Records contained in a dataset:
>>
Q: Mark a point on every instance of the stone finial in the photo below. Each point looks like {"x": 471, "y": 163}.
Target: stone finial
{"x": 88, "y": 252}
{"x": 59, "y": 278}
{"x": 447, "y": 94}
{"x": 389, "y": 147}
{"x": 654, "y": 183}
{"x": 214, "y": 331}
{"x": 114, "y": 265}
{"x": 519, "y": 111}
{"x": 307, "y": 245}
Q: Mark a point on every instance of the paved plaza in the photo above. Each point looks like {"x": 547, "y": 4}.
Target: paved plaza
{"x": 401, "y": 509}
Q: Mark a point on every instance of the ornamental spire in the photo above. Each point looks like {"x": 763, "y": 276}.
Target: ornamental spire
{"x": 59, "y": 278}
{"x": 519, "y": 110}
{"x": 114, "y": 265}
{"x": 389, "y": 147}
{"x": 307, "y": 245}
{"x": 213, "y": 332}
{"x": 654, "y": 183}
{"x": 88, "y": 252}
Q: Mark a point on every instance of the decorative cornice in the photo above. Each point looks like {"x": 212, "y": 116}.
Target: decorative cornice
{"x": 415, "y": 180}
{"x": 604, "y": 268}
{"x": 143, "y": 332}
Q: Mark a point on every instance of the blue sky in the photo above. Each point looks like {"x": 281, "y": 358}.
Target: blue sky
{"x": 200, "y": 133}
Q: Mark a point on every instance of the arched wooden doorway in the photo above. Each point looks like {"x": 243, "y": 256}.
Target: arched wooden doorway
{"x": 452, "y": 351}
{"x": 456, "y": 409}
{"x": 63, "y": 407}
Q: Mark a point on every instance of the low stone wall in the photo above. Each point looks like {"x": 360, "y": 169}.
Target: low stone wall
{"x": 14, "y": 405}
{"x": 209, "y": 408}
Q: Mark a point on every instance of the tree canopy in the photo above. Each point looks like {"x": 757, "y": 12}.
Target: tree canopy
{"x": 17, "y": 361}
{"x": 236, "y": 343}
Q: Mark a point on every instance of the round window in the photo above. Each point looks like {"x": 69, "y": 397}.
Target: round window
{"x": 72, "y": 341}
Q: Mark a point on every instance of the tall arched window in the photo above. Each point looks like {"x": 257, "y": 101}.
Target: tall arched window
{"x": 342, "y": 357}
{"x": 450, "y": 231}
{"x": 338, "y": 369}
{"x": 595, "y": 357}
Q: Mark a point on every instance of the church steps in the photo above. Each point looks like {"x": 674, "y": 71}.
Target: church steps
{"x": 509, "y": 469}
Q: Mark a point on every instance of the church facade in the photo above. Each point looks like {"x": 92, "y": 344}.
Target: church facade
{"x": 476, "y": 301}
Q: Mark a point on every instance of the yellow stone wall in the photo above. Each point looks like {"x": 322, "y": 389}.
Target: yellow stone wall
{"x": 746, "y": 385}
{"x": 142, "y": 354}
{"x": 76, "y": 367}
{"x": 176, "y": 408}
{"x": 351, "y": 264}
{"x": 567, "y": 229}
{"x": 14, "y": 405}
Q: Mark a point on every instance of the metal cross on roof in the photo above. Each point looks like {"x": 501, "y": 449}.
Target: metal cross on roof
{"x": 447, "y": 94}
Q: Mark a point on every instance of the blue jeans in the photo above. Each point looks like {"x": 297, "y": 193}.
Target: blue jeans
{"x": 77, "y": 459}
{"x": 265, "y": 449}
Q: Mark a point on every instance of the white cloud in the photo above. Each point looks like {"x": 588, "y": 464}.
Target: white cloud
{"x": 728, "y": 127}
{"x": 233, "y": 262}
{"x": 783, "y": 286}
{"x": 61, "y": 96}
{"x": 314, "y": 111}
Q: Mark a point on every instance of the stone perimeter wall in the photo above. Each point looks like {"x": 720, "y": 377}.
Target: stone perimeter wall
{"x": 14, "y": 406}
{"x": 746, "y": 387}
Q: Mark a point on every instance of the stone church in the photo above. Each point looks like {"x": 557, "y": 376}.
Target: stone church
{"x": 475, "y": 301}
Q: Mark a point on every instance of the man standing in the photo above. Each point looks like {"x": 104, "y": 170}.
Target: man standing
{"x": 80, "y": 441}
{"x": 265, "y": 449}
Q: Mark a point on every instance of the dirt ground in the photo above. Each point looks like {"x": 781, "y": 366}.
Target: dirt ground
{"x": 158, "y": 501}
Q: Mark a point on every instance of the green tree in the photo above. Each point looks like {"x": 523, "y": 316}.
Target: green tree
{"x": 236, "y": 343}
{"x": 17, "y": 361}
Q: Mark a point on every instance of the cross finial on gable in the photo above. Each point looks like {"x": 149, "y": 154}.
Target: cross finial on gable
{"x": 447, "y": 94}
<<
>>
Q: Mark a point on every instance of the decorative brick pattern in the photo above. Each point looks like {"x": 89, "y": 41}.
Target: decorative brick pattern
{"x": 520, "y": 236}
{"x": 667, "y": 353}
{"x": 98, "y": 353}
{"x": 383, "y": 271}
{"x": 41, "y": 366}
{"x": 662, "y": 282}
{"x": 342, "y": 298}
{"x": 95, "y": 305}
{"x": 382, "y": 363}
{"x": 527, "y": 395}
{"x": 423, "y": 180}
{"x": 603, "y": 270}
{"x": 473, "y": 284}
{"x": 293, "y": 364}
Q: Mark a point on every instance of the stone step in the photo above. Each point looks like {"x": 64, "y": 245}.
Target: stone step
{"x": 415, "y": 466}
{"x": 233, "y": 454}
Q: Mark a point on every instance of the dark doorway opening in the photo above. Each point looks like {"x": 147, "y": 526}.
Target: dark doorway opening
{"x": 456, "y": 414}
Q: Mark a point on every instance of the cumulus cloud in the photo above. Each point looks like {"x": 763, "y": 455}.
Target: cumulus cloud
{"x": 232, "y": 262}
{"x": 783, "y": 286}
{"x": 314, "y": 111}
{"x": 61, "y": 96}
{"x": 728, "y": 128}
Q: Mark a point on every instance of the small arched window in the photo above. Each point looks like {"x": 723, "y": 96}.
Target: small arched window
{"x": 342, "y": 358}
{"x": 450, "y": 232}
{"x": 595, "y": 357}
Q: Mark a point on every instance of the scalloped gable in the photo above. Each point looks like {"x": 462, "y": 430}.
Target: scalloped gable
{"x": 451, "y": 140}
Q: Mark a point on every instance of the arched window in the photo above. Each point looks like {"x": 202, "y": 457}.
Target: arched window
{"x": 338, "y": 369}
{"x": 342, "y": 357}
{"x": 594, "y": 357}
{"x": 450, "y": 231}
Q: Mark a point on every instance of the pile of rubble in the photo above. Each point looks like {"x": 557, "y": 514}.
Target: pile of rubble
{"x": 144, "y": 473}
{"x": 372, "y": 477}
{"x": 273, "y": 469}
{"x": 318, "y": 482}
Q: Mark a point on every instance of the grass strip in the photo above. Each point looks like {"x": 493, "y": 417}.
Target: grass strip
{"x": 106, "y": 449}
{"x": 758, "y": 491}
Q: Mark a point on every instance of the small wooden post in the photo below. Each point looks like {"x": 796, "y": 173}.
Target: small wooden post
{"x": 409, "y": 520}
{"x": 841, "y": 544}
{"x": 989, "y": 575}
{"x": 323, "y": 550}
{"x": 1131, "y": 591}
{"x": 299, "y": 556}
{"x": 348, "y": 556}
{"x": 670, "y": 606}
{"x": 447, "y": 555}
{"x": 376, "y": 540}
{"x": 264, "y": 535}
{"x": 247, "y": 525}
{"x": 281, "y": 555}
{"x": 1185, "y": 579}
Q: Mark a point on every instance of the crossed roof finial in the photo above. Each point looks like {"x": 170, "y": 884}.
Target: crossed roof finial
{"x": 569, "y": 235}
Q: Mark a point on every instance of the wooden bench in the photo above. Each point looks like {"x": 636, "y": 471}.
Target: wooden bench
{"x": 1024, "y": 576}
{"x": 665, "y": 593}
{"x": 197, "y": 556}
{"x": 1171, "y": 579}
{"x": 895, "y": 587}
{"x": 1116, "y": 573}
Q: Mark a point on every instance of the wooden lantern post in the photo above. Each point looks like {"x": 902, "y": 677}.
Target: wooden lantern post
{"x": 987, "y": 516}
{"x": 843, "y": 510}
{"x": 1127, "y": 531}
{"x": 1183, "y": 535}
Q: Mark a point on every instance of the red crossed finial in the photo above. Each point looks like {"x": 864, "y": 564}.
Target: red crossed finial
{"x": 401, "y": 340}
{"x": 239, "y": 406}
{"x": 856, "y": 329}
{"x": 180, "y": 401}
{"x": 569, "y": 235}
<<
#### [TASK INSTRUCTIONS]
Show every line of the records above that contains the word "bench".

#### [SOLVED EXERCISE]
Q: Mark a point on every instance of the wooden bench in the photo above. Each point looks like {"x": 636, "y": 471}.
Target: wooden bench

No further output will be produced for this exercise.